Exercise: Copy, word for word, the part of the records that starts with the line containing "One pin marks each instance of the red engine" and ends with the line containing "(455, 1152)", including both of those lines.

[Records]
-- START --
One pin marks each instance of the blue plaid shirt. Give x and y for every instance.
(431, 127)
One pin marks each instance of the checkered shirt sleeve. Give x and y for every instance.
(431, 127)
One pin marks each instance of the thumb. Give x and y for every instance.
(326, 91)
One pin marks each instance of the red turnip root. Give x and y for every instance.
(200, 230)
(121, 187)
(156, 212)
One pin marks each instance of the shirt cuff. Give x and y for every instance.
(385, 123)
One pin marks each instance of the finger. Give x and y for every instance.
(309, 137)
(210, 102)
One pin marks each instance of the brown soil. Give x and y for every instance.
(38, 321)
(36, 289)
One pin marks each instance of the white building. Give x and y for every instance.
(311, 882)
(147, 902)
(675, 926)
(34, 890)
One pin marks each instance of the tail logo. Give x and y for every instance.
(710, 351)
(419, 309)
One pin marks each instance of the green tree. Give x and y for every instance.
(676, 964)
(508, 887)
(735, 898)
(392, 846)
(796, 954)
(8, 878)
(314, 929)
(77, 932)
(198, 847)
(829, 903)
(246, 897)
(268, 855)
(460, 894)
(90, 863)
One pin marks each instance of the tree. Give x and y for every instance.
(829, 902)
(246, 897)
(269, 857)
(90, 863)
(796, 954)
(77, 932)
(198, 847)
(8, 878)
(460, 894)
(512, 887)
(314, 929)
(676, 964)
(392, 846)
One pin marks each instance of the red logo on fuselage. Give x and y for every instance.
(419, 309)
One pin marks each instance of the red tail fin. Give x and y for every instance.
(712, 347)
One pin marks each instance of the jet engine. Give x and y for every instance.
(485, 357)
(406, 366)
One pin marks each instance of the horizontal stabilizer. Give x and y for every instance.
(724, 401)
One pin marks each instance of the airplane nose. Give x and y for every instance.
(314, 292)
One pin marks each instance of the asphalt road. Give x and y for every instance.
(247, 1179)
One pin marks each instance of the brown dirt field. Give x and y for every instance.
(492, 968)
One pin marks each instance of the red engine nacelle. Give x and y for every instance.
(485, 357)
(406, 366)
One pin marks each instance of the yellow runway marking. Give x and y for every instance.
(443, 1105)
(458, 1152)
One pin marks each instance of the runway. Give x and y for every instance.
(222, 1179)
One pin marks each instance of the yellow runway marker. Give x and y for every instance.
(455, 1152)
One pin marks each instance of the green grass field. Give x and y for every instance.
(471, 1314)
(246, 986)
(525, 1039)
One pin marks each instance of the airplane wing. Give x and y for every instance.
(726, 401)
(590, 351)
-- END --
-- START --
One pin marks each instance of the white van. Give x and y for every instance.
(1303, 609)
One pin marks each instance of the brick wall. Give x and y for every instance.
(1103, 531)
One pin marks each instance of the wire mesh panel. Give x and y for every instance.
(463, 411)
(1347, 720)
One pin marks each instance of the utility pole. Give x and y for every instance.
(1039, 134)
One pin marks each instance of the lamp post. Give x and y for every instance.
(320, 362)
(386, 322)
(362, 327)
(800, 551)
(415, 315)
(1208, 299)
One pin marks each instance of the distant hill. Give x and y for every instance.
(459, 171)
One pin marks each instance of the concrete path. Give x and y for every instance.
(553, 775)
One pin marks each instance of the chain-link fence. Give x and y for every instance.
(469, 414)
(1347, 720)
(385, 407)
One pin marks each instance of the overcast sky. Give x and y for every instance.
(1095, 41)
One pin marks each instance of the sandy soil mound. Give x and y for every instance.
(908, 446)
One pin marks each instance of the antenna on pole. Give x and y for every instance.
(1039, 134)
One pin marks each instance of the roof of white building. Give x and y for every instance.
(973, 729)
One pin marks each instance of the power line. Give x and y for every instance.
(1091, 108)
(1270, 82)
-- END --
-- START --
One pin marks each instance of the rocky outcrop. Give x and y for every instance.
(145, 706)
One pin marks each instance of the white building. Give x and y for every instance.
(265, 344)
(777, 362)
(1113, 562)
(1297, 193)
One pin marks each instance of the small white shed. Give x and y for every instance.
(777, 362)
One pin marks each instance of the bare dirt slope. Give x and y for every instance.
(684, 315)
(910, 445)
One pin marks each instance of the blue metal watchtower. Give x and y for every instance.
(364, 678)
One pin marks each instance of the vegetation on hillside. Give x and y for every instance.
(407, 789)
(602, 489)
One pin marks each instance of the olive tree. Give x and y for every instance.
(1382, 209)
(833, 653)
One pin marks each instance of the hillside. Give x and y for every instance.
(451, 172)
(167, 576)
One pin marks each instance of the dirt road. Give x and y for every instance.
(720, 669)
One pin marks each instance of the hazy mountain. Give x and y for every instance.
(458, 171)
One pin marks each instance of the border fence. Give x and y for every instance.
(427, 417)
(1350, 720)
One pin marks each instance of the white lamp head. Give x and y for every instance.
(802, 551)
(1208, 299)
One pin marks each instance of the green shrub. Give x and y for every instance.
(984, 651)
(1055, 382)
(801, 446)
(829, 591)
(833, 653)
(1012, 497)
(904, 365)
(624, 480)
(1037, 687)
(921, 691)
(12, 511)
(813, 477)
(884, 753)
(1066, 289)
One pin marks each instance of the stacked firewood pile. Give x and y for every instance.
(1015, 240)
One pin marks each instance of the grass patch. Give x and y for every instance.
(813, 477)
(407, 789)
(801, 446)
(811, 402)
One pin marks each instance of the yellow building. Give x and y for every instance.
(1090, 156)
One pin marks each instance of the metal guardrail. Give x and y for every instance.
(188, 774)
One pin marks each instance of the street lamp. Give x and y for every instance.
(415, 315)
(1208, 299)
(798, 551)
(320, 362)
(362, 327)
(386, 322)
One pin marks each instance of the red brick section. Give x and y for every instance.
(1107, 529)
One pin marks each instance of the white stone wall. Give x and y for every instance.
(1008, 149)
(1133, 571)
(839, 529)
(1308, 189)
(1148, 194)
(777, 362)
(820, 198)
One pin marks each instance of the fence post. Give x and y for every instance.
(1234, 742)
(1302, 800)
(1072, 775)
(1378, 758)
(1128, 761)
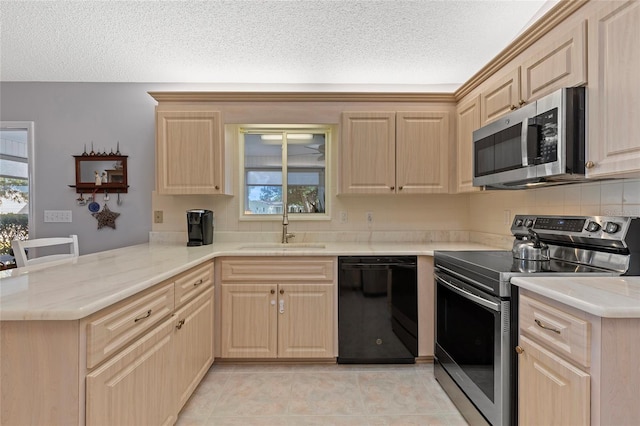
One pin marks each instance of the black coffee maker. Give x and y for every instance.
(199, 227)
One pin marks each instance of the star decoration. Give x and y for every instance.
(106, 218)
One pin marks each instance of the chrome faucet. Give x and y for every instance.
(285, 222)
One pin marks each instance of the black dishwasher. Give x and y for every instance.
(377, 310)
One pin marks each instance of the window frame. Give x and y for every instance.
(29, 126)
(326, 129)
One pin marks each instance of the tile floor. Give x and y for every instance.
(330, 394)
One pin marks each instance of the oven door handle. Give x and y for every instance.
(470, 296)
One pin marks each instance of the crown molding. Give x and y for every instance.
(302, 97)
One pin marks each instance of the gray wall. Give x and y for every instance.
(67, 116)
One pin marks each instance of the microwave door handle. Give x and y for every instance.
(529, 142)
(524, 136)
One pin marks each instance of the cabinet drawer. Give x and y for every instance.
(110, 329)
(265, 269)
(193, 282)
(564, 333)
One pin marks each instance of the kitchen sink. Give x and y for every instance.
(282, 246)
-- END --
Response below:
One pin marks each instance of the red engine nacelle. Give x and y for every instance.
(485, 357)
(406, 366)
One pin marks each instance of the yellow runway marking. Give x and y for every instance.
(443, 1105)
(458, 1152)
One pin marks each instance of the runway. Give x and y for every instance.
(222, 1179)
One pin marks each instance of the yellow runway marker. Give x and y for every instance.
(455, 1152)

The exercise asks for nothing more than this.